> **EXERCISE TASKS**
1/ In the passage on steroid receptors, what position does Donald McDonnell hold?
2/ Pick up the passage on steroid receptors and drug action after its final sentence and carry it on.

Some of the new findings supported that early view. The researchers found
that some of the test compounds were "agonists" of the receptor,
switching it on. And others were "antagonists," blocking its
action.
However, surprisingly, they discovered a new class of compounds that behaved
differently from either of the first two classes. The compounds functioned
as agonists in some cellular contexts, but as antagonists in others.
Discovery of this third class has broad clinical implications, said Donald
McDonnell, an associate professor of pharmacology in the Duke medical center.
The finding extends earlier work in his laboratory showing that the estrogen
receptor, a distinctly different kind of steroid receptor, also shows similar
mulitple modes of interaction with drugs or hormones.
"The discovery of such complexity in one receptor type is a phenomenon;
the discovery of two is a paradigm," said McDonnell. "It's likely
that these findings will extend to other receptors, such as the male androgen
receptor," he said.
According to McDonnell, the discovery of new ways to affect such receptors
could produce significant changes in the strategies by which pharmacologists
seek new drugs to modulate them.
"To target drugs to one body tissue, pharmacologists have traditionally
looked for subtypes of a receptor unique to that tissue," he said.
"They could then design compounds that would select one or another
subtype. But if there was only one kind of receptor, they were stuck.
"But now, our laboratory and others are showing that different compounds
acting through the same receptor can manifest different biologies in different
cells. We believe this extremely exciting realization will bring the next
wave in the understanding of hormone action and drug development."
McDonnell uses a geometric analogy to explain how a single kind of steroid
receptor found throughout the body can produce such different effects in
different tissues by assuming different conformations.
"Let's say a receptor needs to be in a 'square' conformation to produce
all the processes that it normally produces. If a ligand changes it into
a 'round' conformation, some of the processes don't care, and they'll continue
to operate. But others will not be triggered by a 'round' receptor, and
they'll shut off." For example, he said, the same estrogen receptor
influences a variety of processes throughout the body, including development
of the female reproductive system, muscle and bone.

> **RECORDED DATA**
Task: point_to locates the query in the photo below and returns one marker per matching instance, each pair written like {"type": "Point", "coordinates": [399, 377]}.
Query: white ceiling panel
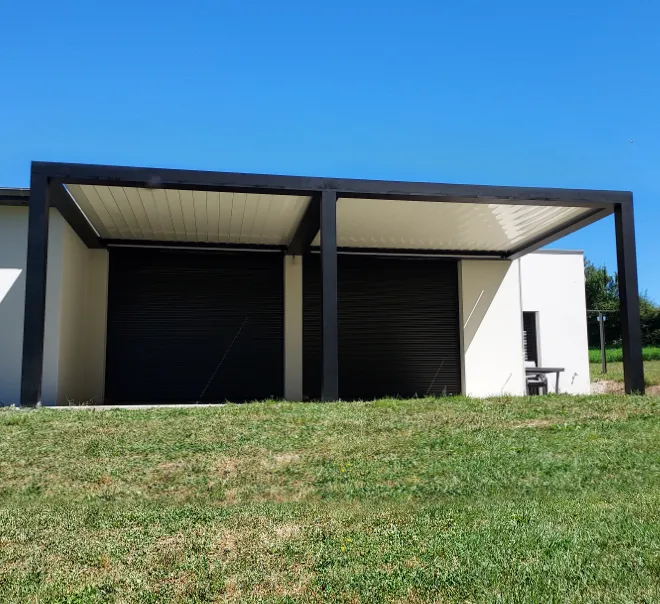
{"type": "Point", "coordinates": [250, 218]}
{"type": "Point", "coordinates": [401, 224]}
{"type": "Point", "coordinates": [194, 216]}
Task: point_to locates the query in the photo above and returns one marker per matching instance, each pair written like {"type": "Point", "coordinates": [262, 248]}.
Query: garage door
{"type": "Point", "coordinates": [188, 326]}
{"type": "Point", "coordinates": [398, 327]}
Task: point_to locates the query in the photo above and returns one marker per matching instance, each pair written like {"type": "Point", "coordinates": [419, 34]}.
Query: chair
{"type": "Point", "coordinates": [537, 383]}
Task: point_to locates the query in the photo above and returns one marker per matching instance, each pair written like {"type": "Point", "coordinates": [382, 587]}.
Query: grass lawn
{"type": "Point", "coordinates": [615, 372]}
{"type": "Point", "coordinates": [448, 500]}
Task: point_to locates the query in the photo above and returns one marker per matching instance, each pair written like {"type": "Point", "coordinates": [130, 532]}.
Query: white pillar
{"type": "Point", "coordinates": [293, 326]}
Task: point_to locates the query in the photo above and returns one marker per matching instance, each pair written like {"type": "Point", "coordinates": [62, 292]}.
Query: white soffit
{"type": "Point", "coordinates": [415, 225]}
{"type": "Point", "coordinates": [194, 216]}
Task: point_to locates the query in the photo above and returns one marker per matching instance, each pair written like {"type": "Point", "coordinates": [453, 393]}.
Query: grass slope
{"type": "Point", "coordinates": [451, 500]}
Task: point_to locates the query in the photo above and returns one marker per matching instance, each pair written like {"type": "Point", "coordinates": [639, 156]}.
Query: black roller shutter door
{"type": "Point", "coordinates": [398, 327]}
{"type": "Point", "coordinates": [185, 326]}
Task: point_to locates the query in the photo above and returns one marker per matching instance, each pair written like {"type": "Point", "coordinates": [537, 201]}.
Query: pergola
{"type": "Point", "coordinates": [119, 206]}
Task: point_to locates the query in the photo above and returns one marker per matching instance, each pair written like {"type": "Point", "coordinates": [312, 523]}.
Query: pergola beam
{"type": "Point", "coordinates": [307, 229]}
{"type": "Point", "coordinates": [631, 330]}
{"type": "Point", "coordinates": [561, 231]}
{"type": "Point", "coordinates": [61, 199]}
{"type": "Point", "coordinates": [344, 187]}
{"type": "Point", "coordinates": [35, 292]}
{"type": "Point", "coordinates": [329, 314]}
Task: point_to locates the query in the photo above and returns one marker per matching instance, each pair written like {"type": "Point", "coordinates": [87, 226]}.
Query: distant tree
{"type": "Point", "coordinates": [602, 292]}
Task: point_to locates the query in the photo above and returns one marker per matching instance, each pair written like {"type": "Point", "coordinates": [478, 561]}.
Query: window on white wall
{"type": "Point", "coordinates": [530, 340]}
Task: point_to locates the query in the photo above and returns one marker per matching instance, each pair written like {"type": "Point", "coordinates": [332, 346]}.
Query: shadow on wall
{"type": "Point", "coordinates": [11, 333]}
{"type": "Point", "coordinates": [477, 301]}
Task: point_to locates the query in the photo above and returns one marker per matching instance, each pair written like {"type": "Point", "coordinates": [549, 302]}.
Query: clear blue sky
{"type": "Point", "coordinates": [516, 93]}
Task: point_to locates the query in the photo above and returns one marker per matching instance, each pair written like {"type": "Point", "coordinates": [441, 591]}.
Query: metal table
{"type": "Point", "coordinates": [537, 370]}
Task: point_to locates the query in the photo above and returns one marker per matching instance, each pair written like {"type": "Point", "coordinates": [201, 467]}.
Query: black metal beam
{"type": "Point", "coordinates": [62, 200]}
{"type": "Point", "coordinates": [302, 185]}
{"type": "Point", "coordinates": [307, 229]}
{"type": "Point", "coordinates": [14, 197]}
{"type": "Point", "coordinates": [35, 292]}
{"type": "Point", "coordinates": [330, 320]}
{"type": "Point", "coordinates": [631, 330]}
{"type": "Point", "coordinates": [559, 232]}
{"type": "Point", "coordinates": [193, 245]}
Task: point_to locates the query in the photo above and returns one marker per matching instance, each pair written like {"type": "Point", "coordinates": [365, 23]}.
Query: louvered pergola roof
{"type": "Point", "coordinates": [114, 205]}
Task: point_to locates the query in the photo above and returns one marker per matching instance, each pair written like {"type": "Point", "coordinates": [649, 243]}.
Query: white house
{"type": "Point", "coordinates": [131, 285]}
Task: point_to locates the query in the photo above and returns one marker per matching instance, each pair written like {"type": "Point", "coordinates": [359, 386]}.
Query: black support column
{"type": "Point", "coordinates": [330, 330]}
{"type": "Point", "coordinates": [633, 366]}
{"type": "Point", "coordinates": [35, 292]}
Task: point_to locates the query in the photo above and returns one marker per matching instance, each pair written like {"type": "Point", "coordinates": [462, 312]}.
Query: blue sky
{"type": "Point", "coordinates": [515, 93]}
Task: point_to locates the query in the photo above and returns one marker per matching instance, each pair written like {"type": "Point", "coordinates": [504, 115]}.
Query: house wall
{"type": "Point", "coordinates": [76, 299]}
{"type": "Point", "coordinates": [13, 255]}
{"type": "Point", "coordinates": [491, 322]}
{"type": "Point", "coordinates": [553, 286]}
{"type": "Point", "coordinates": [84, 302]}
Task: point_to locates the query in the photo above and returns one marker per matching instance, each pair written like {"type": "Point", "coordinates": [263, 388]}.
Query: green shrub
{"type": "Point", "coordinates": [615, 355]}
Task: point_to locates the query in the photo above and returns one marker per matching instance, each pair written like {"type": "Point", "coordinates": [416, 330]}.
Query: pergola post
{"type": "Point", "coordinates": [330, 331]}
{"type": "Point", "coordinates": [35, 291]}
{"type": "Point", "coordinates": [633, 366]}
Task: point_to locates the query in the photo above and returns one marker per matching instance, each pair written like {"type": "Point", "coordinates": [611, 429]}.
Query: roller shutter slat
{"type": "Point", "coordinates": [398, 327]}
{"type": "Point", "coordinates": [172, 316]}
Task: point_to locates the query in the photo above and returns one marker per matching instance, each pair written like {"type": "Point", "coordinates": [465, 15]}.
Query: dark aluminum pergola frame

> **RESPONSES PER TASK**
1/ He is an associate professor of pharmacology in the Duke medical center.

2/
"We believe that nature has managed to produce a wide array of effects
with a limited set of receptor molecules by altering the way the receptor
functions in different cells," McDonnell said. "So, a receptor
might interact with one set of factors in one cell, giving rise to one response.
And it might interact with another set in another cell, giving rise to a
whole different set of responses."
McDonnell said the discovery with the progesterone receptor could lead
to improved hormone replacement therapy for post-menopausal women.
Currently, women receiving estrogen replacement therapy also take progesterone
to reduce the likelihood of uterine cancer. The progesterones available
now, however, are not selective, manifesting negative side effects in other
tissues. According to McDonnell, discovery of the new class of progesterone
receptor ligands indicates that it may be possible to develop a progesterone-like
hormone that may be beneficial in the uterus but neutral elsewhere.
"The optimum would be a compound like a progesterone that would work
only in the uterus to oppose the proliferative action of estrogen,"
he said. "But until now, researchers have believed that it wasn't possible.
Now, however, this paper shows that we can do exactly the same with the
progesterone receptor as with the estrogen receptor -- produce drugs that
target only one tissue."
The new research also hints that a new progesterone-like compound of this
new class might be developed as an oral contraceptive that does not cause
the weight gain common with progesterone in oral contraceptives.
For males, the research indicates it may be possible to develop a testosterone-like
compound that can treat muscle-wasting diseases, but not cause hair loss,
acne and aggression that testosterone treatment produces, McDonnell said.